“I could find you PCB on almost any piece of soil on the planet- from the Arctic to the Antarctic.”
Polychlorinated biphenyls, or PCBs were widely used from transformers to insulators. They were even sprayed on dirt roads to keep the dust down from the 1920s until the late 70s when they were banned for their toxicity. According to NOAA, nearly 1.5 billion pounds of PCBs were produced during this time frame.
Low concentrations are generally not a human health problem but hot spots of potentially hazardous concentrations of PCBs still exist today as these man made chemicals settle down into the sediment. Hal May, microbiology professor at MUSC, explains:
“We did a really good job of creating a very resilient compounds. There’s 209 of them. They don’t break down readily and they’re everywhere still. And this has been the big problem. But just getting rid of them out of a marsh or something like that isn’t straightforward.”

......

● EXERCISE SET:
- A) According to NOAA, as cited in the text on PCBs, how many pounds of PCBs were produced between the 1920s and the late 1970s?
- B) Extend the text on PCBs beyond its final paragraph.

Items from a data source
......

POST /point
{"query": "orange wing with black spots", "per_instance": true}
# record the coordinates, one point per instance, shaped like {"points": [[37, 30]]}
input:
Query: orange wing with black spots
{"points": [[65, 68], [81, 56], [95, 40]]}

......

● WRITTEN RESPONSES:
- A) Nearly 1.5 billion pounds.

- B)
The current method of clearing out especially problematic areas like the Hudson River is by digging up the contaminated soil and moving it to a toxic waste zone.
“That’s not a cheap way to fix the problem. So that’s been our motivation to find a more passive way to treat a site and to do something about the PCBs and keep it out of the food chain”
To do that- May started by digging in the mud.
A sample he gathered in the pluff mud on the Ashley River over 20 years ago proved to be a diamond in the mud as it contained a microbe that could help get rid of those harmful PCBs.
A Plan of Attack
There needs to be a plan of attack to destroy this stable compound. First things first- knowing what your target looks like.
“It’s a biphenyl ring. So think of two hexagons with a bond in between the two of them. At each one of those points around the hexagons is a place where a chlorine can be substituted on,” May said.
One. Attract and hold onto the harmful compound. This is done by a system called SediMite.
Two. Clear those chlorines from the ring. The bacteria May found in the pluff mud was perfect for this as it was an anaerobe- meaning it doesn’t require oxygen and as such can break the first line of defense that PCB has. This allows the third and final step to come in: another bacteria that requires oxygen finishes the job by breaking the rings apart- destroying the PCB.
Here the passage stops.